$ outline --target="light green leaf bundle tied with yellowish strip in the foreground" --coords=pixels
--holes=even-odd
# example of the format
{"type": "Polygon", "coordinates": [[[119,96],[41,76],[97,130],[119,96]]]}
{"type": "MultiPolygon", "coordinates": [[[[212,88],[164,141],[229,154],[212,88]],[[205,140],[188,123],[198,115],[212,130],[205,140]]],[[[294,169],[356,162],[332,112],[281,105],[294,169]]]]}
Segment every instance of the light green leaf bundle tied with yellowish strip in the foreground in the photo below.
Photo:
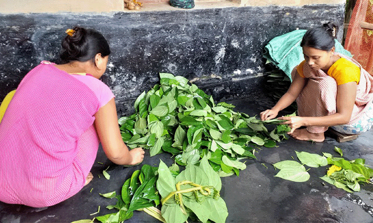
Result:
{"type": "Polygon", "coordinates": [[[162,216],[166,222],[184,223],[195,216],[203,223],[208,220],[225,223],[228,211],[219,195],[221,180],[206,157],[199,166],[187,165],[177,176],[161,161],[157,188],[162,196],[162,216]]]}

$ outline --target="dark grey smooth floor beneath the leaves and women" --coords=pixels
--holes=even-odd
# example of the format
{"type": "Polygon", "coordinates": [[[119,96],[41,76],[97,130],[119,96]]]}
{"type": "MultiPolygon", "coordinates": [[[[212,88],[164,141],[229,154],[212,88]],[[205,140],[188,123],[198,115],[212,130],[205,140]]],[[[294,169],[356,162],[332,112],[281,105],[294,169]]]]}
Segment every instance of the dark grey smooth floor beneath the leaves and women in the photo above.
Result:
{"type": "MultiPolygon", "coordinates": [[[[271,100],[254,98],[230,102],[237,110],[253,116],[267,109],[271,100]],[[260,103],[258,103],[260,102],[260,103]]],[[[334,146],[343,150],[344,158],[366,159],[373,166],[373,130],[361,134],[354,141],[338,143],[327,137],[322,143],[311,143],[289,139],[278,144],[277,148],[263,148],[256,153],[257,160],[247,160],[247,168],[240,176],[222,178],[221,196],[228,208],[227,223],[372,223],[373,222],[373,186],[365,185],[360,192],[347,193],[332,185],[324,184],[326,167],[311,168],[310,179],[296,183],[274,177],[278,172],[272,164],[290,160],[296,151],[322,154],[328,152],[337,156],[334,146]]],[[[148,151],[143,164],[158,166],[159,159],[167,165],[173,160],[169,154],[149,157],[148,151]]],[[[93,219],[90,214],[101,207],[100,215],[110,211],[104,207],[115,204],[114,199],[101,197],[98,193],[120,191],[124,181],[135,169],[141,167],[122,167],[113,165],[99,149],[97,162],[92,172],[93,181],[72,198],[48,208],[30,208],[21,205],[7,205],[0,202],[1,223],[68,223],[81,219],[93,219]],[[108,166],[110,180],[102,176],[102,170],[108,166]],[[101,175],[98,178],[98,174],[101,175]],[[93,188],[93,189],[92,189],[93,188]],[[91,192],[92,190],[92,192],[91,192]]],[[[156,223],[144,212],[135,212],[128,223],[156,223]]]]}

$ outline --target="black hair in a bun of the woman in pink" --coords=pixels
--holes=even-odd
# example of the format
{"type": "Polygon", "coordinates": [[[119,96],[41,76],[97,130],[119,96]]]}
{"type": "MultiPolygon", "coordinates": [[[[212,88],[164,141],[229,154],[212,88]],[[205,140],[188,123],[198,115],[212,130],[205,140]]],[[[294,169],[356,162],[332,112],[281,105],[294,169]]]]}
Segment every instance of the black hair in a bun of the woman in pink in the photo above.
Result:
{"type": "Polygon", "coordinates": [[[62,63],[75,60],[81,62],[92,60],[94,63],[96,54],[101,54],[101,56],[110,54],[109,45],[99,32],[78,26],[75,26],[73,30],[62,41],[63,51],[60,55],[62,63]]]}

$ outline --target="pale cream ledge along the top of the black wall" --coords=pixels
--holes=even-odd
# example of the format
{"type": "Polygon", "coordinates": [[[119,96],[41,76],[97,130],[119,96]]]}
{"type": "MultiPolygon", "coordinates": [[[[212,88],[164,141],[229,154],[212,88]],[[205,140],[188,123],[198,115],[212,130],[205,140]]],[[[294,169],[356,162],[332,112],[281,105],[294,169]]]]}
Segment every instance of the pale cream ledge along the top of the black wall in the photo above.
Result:
{"type": "MultiPolygon", "coordinates": [[[[174,11],[241,6],[302,6],[307,4],[345,4],[346,0],[195,0],[193,9],[172,7],[169,0],[138,0],[143,3],[139,11],[174,11]]],[[[119,12],[123,0],[0,0],[0,13],[46,13],[46,12],[119,12]]]]}

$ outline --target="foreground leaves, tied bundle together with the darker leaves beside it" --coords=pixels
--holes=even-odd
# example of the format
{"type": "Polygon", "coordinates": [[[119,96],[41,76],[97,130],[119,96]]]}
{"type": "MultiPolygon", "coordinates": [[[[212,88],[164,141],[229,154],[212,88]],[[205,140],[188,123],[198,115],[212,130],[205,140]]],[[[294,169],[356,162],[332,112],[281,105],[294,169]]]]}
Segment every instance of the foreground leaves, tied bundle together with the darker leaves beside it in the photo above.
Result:
{"type": "Polygon", "coordinates": [[[117,211],[95,219],[102,223],[121,223],[132,218],[133,211],[137,210],[145,211],[163,223],[184,223],[188,218],[203,223],[208,220],[224,223],[228,211],[220,197],[220,189],[220,177],[206,157],[201,159],[199,166],[189,164],[180,173],[178,165],[167,167],[160,161],[159,168],[144,165],[141,170],[134,171],[124,182],[121,196],[115,191],[100,194],[105,198],[115,197],[117,203],[106,208],[117,211]],[[156,208],[161,201],[162,212],[156,208]]]}

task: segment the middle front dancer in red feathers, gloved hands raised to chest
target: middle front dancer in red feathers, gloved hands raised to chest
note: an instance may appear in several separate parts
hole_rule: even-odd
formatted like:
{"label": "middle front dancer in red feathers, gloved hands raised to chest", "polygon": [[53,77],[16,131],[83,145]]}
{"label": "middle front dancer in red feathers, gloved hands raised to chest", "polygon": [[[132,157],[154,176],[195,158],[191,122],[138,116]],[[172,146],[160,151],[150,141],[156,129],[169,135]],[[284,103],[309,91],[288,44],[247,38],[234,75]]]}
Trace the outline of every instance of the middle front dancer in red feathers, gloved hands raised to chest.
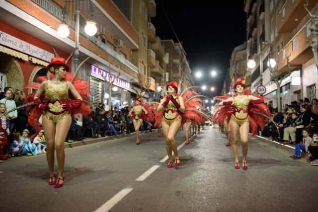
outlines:
{"label": "middle front dancer in red feathers, gloved hands raised to chest", "polygon": [[[197,96],[191,96],[195,92],[188,91],[178,93],[178,84],[175,81],[171,81],[166,84],[167,96],[165,96],[159,105],[154,106],[157,108],[155,127],[159,126],[161,122],[162,131],[165,137],[165,146],[169,157],[167,168],[171,168],[173,164],[172,151],[175,155],[174,166],[179,166],[180,157],[178,155],[177,145],[174,141],[174,136],[179,131],[181,125],[188,120],[195,120],[196,123],[200,123],[201,114],[196,109],[201,105]],[[191,97],[190,97],[191,96]],[[190,98],[189,98],[190,97]],[[184,101],[184,99],[187,99]]]}

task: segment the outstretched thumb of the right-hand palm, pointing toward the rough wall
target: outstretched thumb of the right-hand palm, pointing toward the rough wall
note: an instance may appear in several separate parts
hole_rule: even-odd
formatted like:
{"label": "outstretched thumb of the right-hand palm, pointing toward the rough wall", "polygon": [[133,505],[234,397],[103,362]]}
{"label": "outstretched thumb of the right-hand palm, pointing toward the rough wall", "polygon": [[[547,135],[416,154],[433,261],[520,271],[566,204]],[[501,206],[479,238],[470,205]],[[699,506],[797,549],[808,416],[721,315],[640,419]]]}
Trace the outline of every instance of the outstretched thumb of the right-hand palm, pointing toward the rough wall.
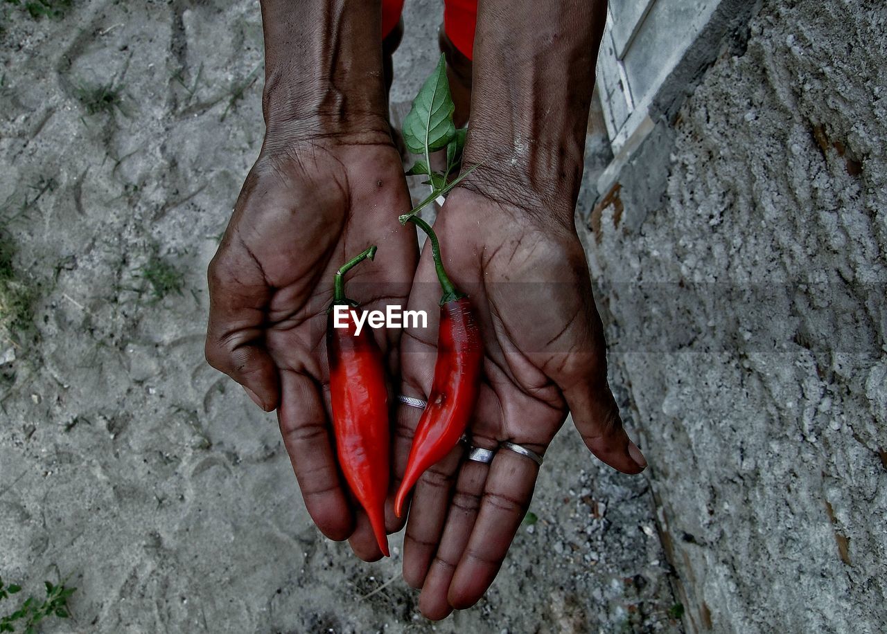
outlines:
{"label": "outstretched thumb of the right-hand palm, pointing toward the rough wall", "polygon": [[585,445],[599,460],[625,474],[647,468],[644,454],[625,433],[606,375],[593,383],[578,383],[564,391],[564,398]]}

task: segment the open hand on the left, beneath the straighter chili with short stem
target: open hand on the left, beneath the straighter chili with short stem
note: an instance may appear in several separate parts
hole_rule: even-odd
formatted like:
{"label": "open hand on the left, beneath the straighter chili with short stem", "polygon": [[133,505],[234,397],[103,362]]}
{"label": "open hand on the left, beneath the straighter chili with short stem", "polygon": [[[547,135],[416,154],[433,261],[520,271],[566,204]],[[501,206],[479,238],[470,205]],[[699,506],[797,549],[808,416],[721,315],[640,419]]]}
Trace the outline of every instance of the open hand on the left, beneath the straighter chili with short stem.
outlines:
{"label": "open hand on the left, beneath the straighter chili with short stem", "polygon": [[[318,528],[381,557],[366,514],[343,486],[328,421],[326,309],[338,267],[367,310],[403,305],[418,249],[397,222],[410,207],[390,137],[294,138],[270,132],[209,266],[207,359],[278,420],[305,506]],[[386,143],[387,139],[387,143]],[[396,376],[399,332],[373,330]]]}

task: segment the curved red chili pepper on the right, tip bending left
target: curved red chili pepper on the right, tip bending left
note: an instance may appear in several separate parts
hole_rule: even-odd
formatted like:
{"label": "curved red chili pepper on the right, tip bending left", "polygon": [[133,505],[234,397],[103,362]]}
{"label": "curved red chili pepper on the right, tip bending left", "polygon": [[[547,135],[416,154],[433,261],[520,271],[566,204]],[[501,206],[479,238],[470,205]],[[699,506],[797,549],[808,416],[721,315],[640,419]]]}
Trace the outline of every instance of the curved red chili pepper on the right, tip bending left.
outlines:
{"label": "curved red chili pepper on the right, tip bending left", "polygon": [[440,302],[435,377],[431,382],[428,406],[412,439],[404,481],[397,490],[394,506],[397,517],[401,516],[406,496],[420,475],[459,443],[474,414],[483,361],[481,331],[471,302],[456,290],[443,269],[440,245],[434,230],[428,222],[416,216],[410,220],[428,234],[443,297]]}

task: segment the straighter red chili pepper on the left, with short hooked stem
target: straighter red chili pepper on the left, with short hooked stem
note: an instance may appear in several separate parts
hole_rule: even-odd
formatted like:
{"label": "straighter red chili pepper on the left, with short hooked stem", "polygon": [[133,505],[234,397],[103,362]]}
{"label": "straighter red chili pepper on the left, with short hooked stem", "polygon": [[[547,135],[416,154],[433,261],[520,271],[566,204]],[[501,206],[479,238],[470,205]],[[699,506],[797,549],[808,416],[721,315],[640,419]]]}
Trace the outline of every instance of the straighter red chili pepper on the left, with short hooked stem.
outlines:
{"label": "straighter red chili pepper on the left, with short hooked stem", "polygon": [[[389,405],[385,365],[371,329],[357,335],[350,310],[357,304],[345,297],[342,276],[376,247],[351,259],[335,274],[333,305],[326,325],[330,365],[330,403],[339,464],[351,492],[364,507],[381,552],[388,557],[385,498],[389,487]],[[334,310],[349,307],[345,328],[334,328]],[[359,310],[359,309],[358,309]]]}

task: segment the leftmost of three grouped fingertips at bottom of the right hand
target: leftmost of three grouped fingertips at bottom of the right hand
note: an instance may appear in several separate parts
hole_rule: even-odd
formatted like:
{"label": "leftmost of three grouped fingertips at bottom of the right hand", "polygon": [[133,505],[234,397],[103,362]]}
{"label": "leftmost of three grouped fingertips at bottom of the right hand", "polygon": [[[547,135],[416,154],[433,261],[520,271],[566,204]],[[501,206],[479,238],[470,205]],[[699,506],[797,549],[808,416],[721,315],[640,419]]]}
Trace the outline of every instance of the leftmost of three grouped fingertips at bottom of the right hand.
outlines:
{"label": "leftmost of three grouped fingertips at bottom of the right hand", "polygon": [[446,458],[421,475],[413,491],[410,521],[404,535],[404,581],[413,588],[421,588],[425,583],[463,451],[461,444],[453,447]]}

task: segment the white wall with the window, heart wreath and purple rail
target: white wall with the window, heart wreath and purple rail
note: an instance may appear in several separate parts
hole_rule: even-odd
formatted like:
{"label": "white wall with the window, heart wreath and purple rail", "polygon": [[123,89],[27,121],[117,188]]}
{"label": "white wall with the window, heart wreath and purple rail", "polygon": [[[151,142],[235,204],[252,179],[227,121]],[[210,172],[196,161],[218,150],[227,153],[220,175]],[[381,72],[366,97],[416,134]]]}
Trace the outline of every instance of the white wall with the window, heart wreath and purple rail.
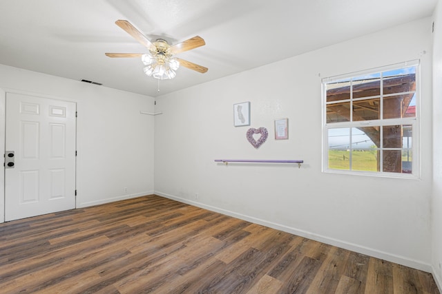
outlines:
{"label": "white wall with the window, heart wreath and purple rail", "polygon": [[[431,19],[422,19],[157,98],[155,193],[430,271],[431,38]],[[323,174],[321,78],[413,59],[421,179]],[[269,130],[259,149],[246,140],[249,127],[233,127],[233,104],[244,101],[251,127]],[[273,139],[276,118],[289,118],[289,140]],[[305,164],[213,162],[222,158]]]}

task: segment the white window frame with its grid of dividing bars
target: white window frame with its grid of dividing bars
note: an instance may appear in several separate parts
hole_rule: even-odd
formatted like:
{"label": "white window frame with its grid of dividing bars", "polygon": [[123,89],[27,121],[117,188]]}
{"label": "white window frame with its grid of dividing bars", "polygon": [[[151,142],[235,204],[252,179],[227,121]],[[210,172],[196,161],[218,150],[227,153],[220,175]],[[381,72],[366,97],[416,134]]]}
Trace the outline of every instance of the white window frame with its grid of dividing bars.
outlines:
{"label": "white window frame with its grid of dividing bars", "polygon": [[[349,122],[339,122],[339,123],[327,123],[327,105],[332,103],[327,103],[327,88],[326,84],[333,82],[333,81],[339,81],[343,80],[345,78],[352,78],[352,77],[358,77],[358,76],[364,76],[368,74],[378,74],[382,72],[387,72],[390,70],[399,70],[404,67],[416,67],[416,116],[415,117],[406,117],[406,118],[390,118],[390,119],[380,119],[380,120],[362,120],[362,121],[349,121]],[[381,177],[392,177],[392,178],[419,178],[420,177],[420,125],[419,125],[419,118],[420,118],[420,109],[421,109],[421,78],[420,78],[420,63],[419,60],[415,61],[407,61],[403,63],[396,63],[394,65],[387,65],[383,67],[376,67],[372,70],[364,70],[361,72],[353,72],[350,74],[343,74],[339,76],[330,76],[327,78],[322,79],[322,118],[323,118],[323,172],[325,173],[331,173],[331,174],[353,174],[353,175],[363,175],[363,176],[381,176]],[[382,76],[381,76],[382,77]],[[381,94],[379,96],[372,96],[372,97],[363,97],[363,98],[353,98],[352,94],[349,99],[347,100],[341,100],[339,103],[349,101],[350,102],[350,116],[352,117],[352,103],[353,101],[359,101],[359,100],[365,100],[367,98],[380,98],[379,103],[379,112],[381,114],[383,113],[383,78],[381,78]],[[390,95],[385,96],[393,96],[398,95],[401,93],[394,93]],[[350,138],[352,136],[351,130],[352,127],[367,127],[370,125],[379,126],[382,127],[386,125],[412,125],[412,173],[411,174],[405,174],[405,173],[393,173],[393,172],[386,172],[383,171],[383,160],[381,160],[380,165],[381,169],[380,171],[354,171],[351,169],[352,165],[350,162],[350,169],[329,169],[329,129],[336,129],[336,128],[349,128],[350,129]],[[382,131],[381,131],[382,132]],[[383,140],[382,133],[380,133],[381,136],[381,142]],[[382,144],[380,144],[380,158],[383,158],[383,150],[398,150],[399,148],[384,148],[382,147]],[[351,160],[351,159],[350,159]]]}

[Assigned task] Copy every line of the material above in which the word "beside" appears.

[Response to the task]
$ outline --target="foreground leaves, tied bundle together with the darker leaves beside it" --coords=pixels
Segment every instance of the foreground leaves, tied bundle together with the darker leaves beside it in the photo above.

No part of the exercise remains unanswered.